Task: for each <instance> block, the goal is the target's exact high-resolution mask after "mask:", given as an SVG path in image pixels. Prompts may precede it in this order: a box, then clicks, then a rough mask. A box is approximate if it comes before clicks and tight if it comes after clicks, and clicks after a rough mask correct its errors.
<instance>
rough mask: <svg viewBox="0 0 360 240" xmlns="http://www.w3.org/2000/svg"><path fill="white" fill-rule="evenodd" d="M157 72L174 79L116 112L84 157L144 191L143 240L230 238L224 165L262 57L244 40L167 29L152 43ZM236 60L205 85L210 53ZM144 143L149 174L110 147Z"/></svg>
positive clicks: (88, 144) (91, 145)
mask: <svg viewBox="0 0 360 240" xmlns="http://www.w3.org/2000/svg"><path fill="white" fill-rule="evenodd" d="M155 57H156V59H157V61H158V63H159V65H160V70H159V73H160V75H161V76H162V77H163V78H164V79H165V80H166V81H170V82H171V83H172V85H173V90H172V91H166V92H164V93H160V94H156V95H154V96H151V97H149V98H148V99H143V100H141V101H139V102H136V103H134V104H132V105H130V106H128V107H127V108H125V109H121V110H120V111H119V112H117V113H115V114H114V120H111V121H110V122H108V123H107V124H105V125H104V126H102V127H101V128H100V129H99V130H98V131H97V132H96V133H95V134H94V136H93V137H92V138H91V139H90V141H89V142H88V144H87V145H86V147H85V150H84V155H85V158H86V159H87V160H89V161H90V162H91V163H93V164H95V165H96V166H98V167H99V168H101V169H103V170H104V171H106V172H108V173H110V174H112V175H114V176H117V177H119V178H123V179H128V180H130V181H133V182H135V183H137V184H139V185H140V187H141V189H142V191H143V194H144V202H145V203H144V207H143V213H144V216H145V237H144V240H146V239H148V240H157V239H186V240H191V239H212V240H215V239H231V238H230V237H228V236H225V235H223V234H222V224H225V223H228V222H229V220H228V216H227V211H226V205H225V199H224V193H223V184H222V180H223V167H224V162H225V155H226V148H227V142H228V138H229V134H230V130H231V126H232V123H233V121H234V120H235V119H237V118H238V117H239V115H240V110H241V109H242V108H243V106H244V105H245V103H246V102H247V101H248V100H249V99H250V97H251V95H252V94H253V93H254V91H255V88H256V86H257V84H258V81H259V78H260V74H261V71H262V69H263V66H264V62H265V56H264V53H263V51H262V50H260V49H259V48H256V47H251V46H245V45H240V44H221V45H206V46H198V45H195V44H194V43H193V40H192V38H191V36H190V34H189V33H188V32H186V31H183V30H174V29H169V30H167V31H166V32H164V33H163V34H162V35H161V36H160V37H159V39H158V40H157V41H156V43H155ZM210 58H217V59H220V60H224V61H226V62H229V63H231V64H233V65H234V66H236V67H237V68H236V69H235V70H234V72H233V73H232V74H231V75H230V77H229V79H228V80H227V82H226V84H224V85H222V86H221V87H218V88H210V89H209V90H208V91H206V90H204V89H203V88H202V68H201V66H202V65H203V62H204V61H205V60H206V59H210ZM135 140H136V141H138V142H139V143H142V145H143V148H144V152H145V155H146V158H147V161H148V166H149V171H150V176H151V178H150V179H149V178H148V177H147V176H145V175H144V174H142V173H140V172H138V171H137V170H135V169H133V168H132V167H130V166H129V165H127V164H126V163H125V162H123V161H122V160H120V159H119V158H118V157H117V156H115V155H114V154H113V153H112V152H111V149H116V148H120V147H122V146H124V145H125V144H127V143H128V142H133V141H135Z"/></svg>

▶ _WHAT TO DO_: Copy out all of the lines above exactly as they stand.

▶ _TASK RESPONSE_:
Task: for each <instance> block, the goal is the target's exact high-resolution mask after "mask:", given as an SVG path in image pixels. Prompts may precede it in this order: a box, then clicks, then a rough mask. A box is approximate if it comes before clicks and tight if it comes after clicks, and clicks after a rough mask correct its errors.
<instance>
rough mask: <svg viewBox="0 0 360 240" xmlns="http://www.w3.org/2000/svg"><path fill="white" fill-rule="evenodd" d="M157 72L174 79L116 112L84 157L144 191L143 240L230 238L224 165L262 57L244 40L167 29L152 43ZM236 60L205 85L210 53ZM144 143L149 174L110 147Z"/></svg>
positive clicks: (88, 144) (91, 145)
mask: <svg viewBox="0 0 360 240" xmlns="http://www.w3.org/2000/svg"><path fill="white" fill-rule="evenodd" d="M155 57H156V59H157V61H158V63H159V65H160V70H159V73H160V75H161V76H162V77H163V78H164V79H165V80H166V81H170V82H171V83H172V85H173V90H172V91H166V92H164V93H160V94H156V95H154V96H151V97H149V98H148V99H143V100H141V101H139V102H136V103H134V104H132V105H130V106H128V107H127V108H125V109H121V110H120V111H119V112H117V113H115V114H114V120H111V121H110V122H108V123H107V124H105V125H104V126H102V127H101V128H100V129H99V130H98V131H97V132H96V133H95V134H94V136H93V137H92V138H91V139H90V141H89V142H88V144H87V145H86V147H85V150H84V155H85V158H86V159H87V160H89V161H90V162H91V163H93V164H95V165H96V166H98V167H99V168H101V169H103V170H104V171H106V172H108V173H110V174H112V175H114V176H117V177H119V178H123V179H128V180H130V181H133V182H135V183H137V184H139V185H140V187H141V189H142V191H143V194H144V202H145V203H144V207H143V213H144V216H145V237H144V240H146V239H148V240H157V239H186V240H191V239H212V240H215V239H231V238H230V237H228V236H225V235H223V234H222V224H225V223H228V222H229V220H228V216H227V211H226V205H225V199H224V193H223V184H222V180H223V167H224V162H225V155H226V148H227V142H228V138H229V134H230V130H231V126H232V123H233V121H234V120H235V119H237V118H238V117H239V115H240V110H241V109H242V108H243V106H244V105H245V103H246V102H247V101H248V100H249V99H250V97H251V95H252V94H253V93H254V91H255V88H256V86H257V84H258V81H259V78H260V74H261V71H262V69H263V66H264V62H265V56H264V53H263V51H262V50H260V49H259V48H256V47H251V46H245V45H240V44H221V45H206V46H198V45H195V44H194V43H193V40H192V38H191V36H190V34H189V33H188V32H186V31H183V30H174V29H169V30H167V31H166V32H164V33H163V34H162V35H161V36H160V37H159V39H158V40H157V41H156V43H155ZM210 58H217V59H220V60H224V61H226V62H229V63H231V64H233V65H234V66H236V67H237V68H236V69H235V70H234V72H233V73H232V74H231V75H230V77H229V79H228V80H227V82H226V84H224V85H222V86H221V87H218V88H210V89H209V90H208V91H206V90H204V89H203V88H202V68H201V66H202V65H203V62H204V61H205V60H206V59H210ZM135 140H136V141H138V142H139V143H142V145H143V148H144V152H145V155H146V158H147V161H148V166H149V171H150V176H151V178H150V179H149V178H148V177H147V176H145V175H144V174H142V173H140V172H138V171H137V170H135V169H133V168H132V167H130V166H129V165H127V164H126V163H125V162H123V161H122V160H120V159H119V158H118V157H117V156H115V155H114V154H113V153H112V152H111V149H116V148H120V147H122V146H124V145H125V144H127V143H128V142H133V141H135Z"/></svg>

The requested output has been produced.